__Task objective__
However many lines the data holds, transcribe them all exactly.

__Exercise input__

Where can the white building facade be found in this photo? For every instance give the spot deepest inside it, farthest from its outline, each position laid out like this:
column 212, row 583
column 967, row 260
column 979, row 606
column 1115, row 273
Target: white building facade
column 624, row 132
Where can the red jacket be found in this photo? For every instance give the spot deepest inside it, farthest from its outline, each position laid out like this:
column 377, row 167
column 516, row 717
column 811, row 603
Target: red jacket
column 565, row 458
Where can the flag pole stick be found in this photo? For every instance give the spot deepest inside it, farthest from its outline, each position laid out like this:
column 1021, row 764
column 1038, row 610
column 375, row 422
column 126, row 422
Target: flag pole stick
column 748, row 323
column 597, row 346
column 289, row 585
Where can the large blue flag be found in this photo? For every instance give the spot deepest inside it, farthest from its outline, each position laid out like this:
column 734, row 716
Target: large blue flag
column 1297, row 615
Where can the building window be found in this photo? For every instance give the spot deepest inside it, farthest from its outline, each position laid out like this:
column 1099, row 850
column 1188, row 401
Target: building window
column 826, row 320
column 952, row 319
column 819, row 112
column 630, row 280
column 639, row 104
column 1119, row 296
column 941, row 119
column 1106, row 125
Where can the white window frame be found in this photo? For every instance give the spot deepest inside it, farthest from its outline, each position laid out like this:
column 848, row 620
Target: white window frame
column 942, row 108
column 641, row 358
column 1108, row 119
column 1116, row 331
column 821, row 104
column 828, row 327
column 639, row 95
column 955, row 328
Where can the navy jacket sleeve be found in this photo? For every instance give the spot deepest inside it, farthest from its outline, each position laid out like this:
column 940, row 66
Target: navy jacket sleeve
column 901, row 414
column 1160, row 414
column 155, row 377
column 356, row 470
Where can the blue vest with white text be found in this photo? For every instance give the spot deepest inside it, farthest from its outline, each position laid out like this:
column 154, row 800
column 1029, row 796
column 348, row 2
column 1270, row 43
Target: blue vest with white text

__Written response__
Where can the white building facade be found in this photo? For every instance give the spot deepest inside it, farthest from its outline, each position laid out like this:
column 212, row 583
column 967, row 260
column 979, row 606
column 1115, row 273
Target: white building facade
column 624, row 132
Where can the red jacket be found in this photo? For every instance give the spot deepest inside it, farthest from its outline, each position laid out like this:
column 377, row 167
column 516, row 717
column 811, row 603
Target: red jacket
column 565, row 458
Where can the flag pole stick be found in this photo? For every instance give the spot deepest inside it, farthest from its outline, each position laid out like this:
column 1021, row 764
column 1038, row 610
column 375, row 422
column 126, row 422
Target: flag pole stick
column 748, row 323
column 597, row 346
column 289, row 585
Where can the large blue flag be found in this photo? For every instance give the spot deepest inside it, farthest from its outline, each position laid out like this:
column 734, row 716
Target: large blue flag
column 1297, row 615
Where can the building window be found in this photo? For every instance give the spot deepest inside it, farthest from its outline, each position laid out like this:
column 1099, row 850
column 1188, row 401
Target: building window
column 826, row 320
column 952, row 319
column 819, row 112
column 630, row 280
column 639, row 104
column 1119, row 296
column 941, row 119
column 1106, row 125
Where can the white window frame be found in this photo? For every instance give the spot deepest inside it, farthest from its outline, each position laid out like this:
column 848, row 620
Target: white window frame
column 942, row 108
column 641, row 358
column 1108, row 119
column 1116, row 331
column 821, row 104
column 828, row 327
column 639, row 95
column 955, row 328
Where can the navy jacket sleeve be found in this photo? For every instance give the spot deepest inside it, farthest from its outline, each position laid out like this:
column 940, row 66
Target: navy jacket sleeve
column 901, row 414
column 1160, row 414
column 155, row 377
column 356, row 470
Where can the blue vest with white text be found in this photo? For every instance give the spot deepest inside it, farthest from its outline, each position laid out like this:
column 154, row 800
column 1029, row 796
column 348, row 2
column 1270, row 43
Target: blue vest with white text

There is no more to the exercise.